Repeat what the lines below say, word for word, and skip every image.

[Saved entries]
▽

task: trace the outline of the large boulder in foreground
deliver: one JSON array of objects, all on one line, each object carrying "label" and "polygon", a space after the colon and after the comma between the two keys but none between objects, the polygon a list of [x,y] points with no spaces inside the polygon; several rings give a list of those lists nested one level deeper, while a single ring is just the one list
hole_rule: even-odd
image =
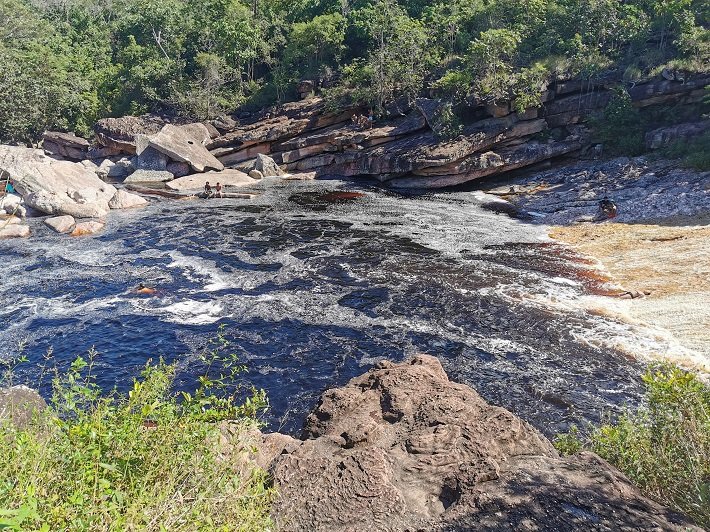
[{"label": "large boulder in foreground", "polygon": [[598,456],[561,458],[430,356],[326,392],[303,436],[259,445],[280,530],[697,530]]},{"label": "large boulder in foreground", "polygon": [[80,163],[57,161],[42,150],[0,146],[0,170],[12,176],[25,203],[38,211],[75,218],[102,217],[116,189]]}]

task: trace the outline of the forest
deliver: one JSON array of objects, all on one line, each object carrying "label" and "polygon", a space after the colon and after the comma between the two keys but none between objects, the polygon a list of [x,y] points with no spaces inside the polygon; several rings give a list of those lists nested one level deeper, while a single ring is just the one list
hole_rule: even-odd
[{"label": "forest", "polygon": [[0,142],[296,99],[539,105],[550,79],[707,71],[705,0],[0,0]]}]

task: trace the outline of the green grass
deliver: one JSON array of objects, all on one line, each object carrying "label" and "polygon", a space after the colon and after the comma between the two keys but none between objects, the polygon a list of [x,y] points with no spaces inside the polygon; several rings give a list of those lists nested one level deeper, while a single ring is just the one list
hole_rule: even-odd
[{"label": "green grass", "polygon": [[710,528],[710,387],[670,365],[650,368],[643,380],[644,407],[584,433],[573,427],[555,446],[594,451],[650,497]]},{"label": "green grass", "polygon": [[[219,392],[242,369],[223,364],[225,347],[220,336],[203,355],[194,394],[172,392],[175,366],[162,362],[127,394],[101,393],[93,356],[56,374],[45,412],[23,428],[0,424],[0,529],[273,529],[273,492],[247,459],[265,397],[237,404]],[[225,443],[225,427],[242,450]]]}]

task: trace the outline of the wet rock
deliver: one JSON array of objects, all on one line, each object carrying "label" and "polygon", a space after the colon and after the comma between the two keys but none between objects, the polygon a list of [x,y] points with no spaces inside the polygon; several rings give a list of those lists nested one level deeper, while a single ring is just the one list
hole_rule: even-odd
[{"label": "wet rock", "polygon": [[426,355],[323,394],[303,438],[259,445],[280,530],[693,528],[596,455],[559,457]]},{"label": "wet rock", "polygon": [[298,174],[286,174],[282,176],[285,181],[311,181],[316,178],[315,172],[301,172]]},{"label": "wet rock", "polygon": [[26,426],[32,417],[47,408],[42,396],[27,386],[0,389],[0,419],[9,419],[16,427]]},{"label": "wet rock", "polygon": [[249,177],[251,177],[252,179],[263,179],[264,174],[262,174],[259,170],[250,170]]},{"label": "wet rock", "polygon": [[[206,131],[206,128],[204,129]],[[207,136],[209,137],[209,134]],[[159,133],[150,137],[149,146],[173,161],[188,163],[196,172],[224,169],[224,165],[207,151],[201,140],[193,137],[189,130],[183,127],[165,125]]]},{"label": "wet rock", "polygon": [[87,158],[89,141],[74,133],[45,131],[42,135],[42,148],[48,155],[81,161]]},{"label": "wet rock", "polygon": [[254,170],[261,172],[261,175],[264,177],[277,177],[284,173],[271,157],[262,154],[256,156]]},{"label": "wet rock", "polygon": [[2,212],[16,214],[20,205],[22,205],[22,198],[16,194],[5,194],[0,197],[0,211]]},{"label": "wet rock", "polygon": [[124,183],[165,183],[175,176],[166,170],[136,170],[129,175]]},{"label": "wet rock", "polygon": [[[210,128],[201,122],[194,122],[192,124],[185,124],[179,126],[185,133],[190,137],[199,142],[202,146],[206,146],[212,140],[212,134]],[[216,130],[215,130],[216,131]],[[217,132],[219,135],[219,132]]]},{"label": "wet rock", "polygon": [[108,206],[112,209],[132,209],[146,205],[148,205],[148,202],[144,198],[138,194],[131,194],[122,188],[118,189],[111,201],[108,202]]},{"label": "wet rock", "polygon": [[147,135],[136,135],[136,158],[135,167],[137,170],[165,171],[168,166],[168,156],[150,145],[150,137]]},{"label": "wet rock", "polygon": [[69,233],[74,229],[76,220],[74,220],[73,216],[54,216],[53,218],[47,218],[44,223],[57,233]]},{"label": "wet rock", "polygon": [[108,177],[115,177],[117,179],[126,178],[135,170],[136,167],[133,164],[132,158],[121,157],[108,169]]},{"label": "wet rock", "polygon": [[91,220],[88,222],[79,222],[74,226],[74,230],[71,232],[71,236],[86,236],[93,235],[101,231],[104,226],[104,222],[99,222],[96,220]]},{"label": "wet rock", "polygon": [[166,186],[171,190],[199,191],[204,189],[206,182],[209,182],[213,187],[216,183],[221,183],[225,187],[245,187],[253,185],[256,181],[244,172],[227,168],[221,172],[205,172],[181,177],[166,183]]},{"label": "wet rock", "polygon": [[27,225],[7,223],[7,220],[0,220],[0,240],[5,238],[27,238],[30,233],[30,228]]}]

△

### EXERCISE OUTPUT:
task: trace the outline of the large boulder in foreground
deliver: one JSON array of objects, all on one line, each object carrying "label" and "polygon", a space after the colon and after the comma between the two keys but none between objects, the polygon a list of [x,y] points with no spaces inside the polygon; several rings give a list of those lists nested one level deeper, while a single ring is just the one list
hole_rule: even-odd
image =
[{"label": "large boulder in foreground", "polygon": [[598,456],[561,458],[430,356],[326,392],[303,436],[259,445],[280,530],[697,530]]},{"label": "large boulder in foreground", "polygon": [[80,163],[57,161],[42,150],[0,146],[0,170],[12,176],[25,203],[38,211],[75,218],[102,217],[116,189]]}]

task: trace the outline of the forest
deliver: one JSON array of objects, all on one line, each object carrying "label" and "polygon", a space after the colon and after the comma between the two keys but none between objects, the polygon a list of [x,y] points with no spaces inside the polygon; several rings give a list of those lists nested one level deeper, while a single ring is just the one list
hole_rule: even-odd
[{"label": "forest", "polygon": [[0,142],[296,99],[539,105],[550,79],[707,71],[705,0],[0,0]]}]

task: trace the outline of the green grass
deliver: one JSON array of objects, all on one line, each object carrying "label" and "polygon", a space after the colon and after the comma between the two keys but none between objects, the polygon a list of [x,y] points with no spaces inside the polygon; several rings give a list of those lists nested one level deeper, while a single ring is just the one list
hole_rule: even-odd
[{"label": "green grass", "polygon": [[710,528],[710,387],[670,365],[650,368],[643,380],[644,407],[584,433],[573,427],[555,446],[594,451],[650,497]]},{"label": "green grass", "polygon": [[[219,392],[242,369],[223,364],[225,347],[220,336],[203,355],[194,394],[172,392],[175,366],[162,362],[127,394],[101,393],[93,356],[56,374],[45,412],[23,428],[0,424],[0,529],[273,529],[273,492],[247,459],[265,397],[237,404]],[[225,443],[225,427],[242,450]]]}]

task: trace the outline of the wet rock
deliver: one JSON array of objects, all on one line, each object carrying "label" and "polygon", a space after the colon and after the comma between the two keys but none between objects, the polygon a list of [x,y] points with no spaces inside the polygon; several rings give a list of those lists nested one level deeper, while a single ring is just the one list
hole_rule: even-odd
[{"label": "wet rock", "polygon": [[426,355],[323,394],[303,438],[259,445],[280,530],[693,528],[596,455],[559,457]]},{"label": "wet rock", "polygon": [[298,174],[286,174],[282,176],[285,181],[311,181],[316,178],[315,172],[301,172]]},{"label": "wet rock", "polygon": [[26,426],[32,417],[47,408],[42,396],[27,386],[0,389],[0,419],[9,419],[16,427]]},{"label": "wet rock", "polygon": [[249,177],[251,177],[252,179],[263,179],[264,174],[262,174],[259,170],[250,170]]},{"label": "wet rock", "polygon": [[[206,131],[206,128],[204,129]],[[207,136],[209,137],[209,134]],[[159,133],[150,137],[149,146],[173,161],[188,163],[196,172],[224,169],[224,165],[207,151],[201,140],[193,137],[189,130],[183,127],[165,125]]]},{"label": "wet rock", "polygon": [[87,158],[89,141],[74,133],[45,131],[42,135],[42,148],[48,155],[81,161]]},{"label": "wet rock", "polygon": [[254,170],[261,172],[261,175],[264,177],[277,177],[284,173],[271,157],[262,154],[256,156]]},{"label": "wet rock", "polygon": [[2,212],[16,214],[20,205],[22,205],[22,198],[16,194],[5,194],[0,197],[0,211]]},{"label": "wet rock", "polygon": [[124,183],[165,183],[175,176],[166,170],[136,170],[129,175]]},{"label": "wet rock", "polygon": [[[210,128],[201,122],[194,122],[192,124],[185,124],[179,126],[185,133],[190,137],[199,142],[202,146],[206,146],[212,140],[212,134]],[[216,130],[215,130],[216,131]],[[217,132],[219,135],[219,132]]]},{"label": "wet rock", "polygon": [[108,206],[112,209],[132,209],[146,205],[148,205],[148,202],[144,198],[138,194],[131,194],[122,188],[118,189],[111,201],[108,202]]},{"label": "wet rock", "polygon": [[147,135],[136,135],[136,158],[135,167],[137,170],[165,171],[168,166],[168,156],[150,145],[150,137]]},{"label": "wet rock", "polygon": [[69,233],[74,229],[76,220],[74,220],[73,216],[54,216],[53,218],[47,218],[44,223],[57,233]]},{"label": "wet rock", "polygon": [[108,177],[115,177],[117,179],[126,178],[135,170],[136,167],[133,164],[132,158],[121,157],[108,169]]},{"label": "wet rock", "polygon": [[91,220],[88,222],[79,222],[74,226],[74,230],[71,232],[71,236],[86,236],[93,235],[101,231],[104,226],[104,222],[99,222],[96,220]]},{"label": "wet rock", "polygon": [[166,186],[171,190],[199,191],[204,189],[206,182],[209,182],[213,187],[216,183],[221,183],[225,187],[245,187],[253,185],[256,181],[244,172],[227,168],[221,172],[205,172],[181,177],[166,183]]},{"label": "wet rock", "polygon": [[27,225],[7,223],[7,220],[0,220],[0,240],[5,238],[27,238],[30,233],[30,228]]}]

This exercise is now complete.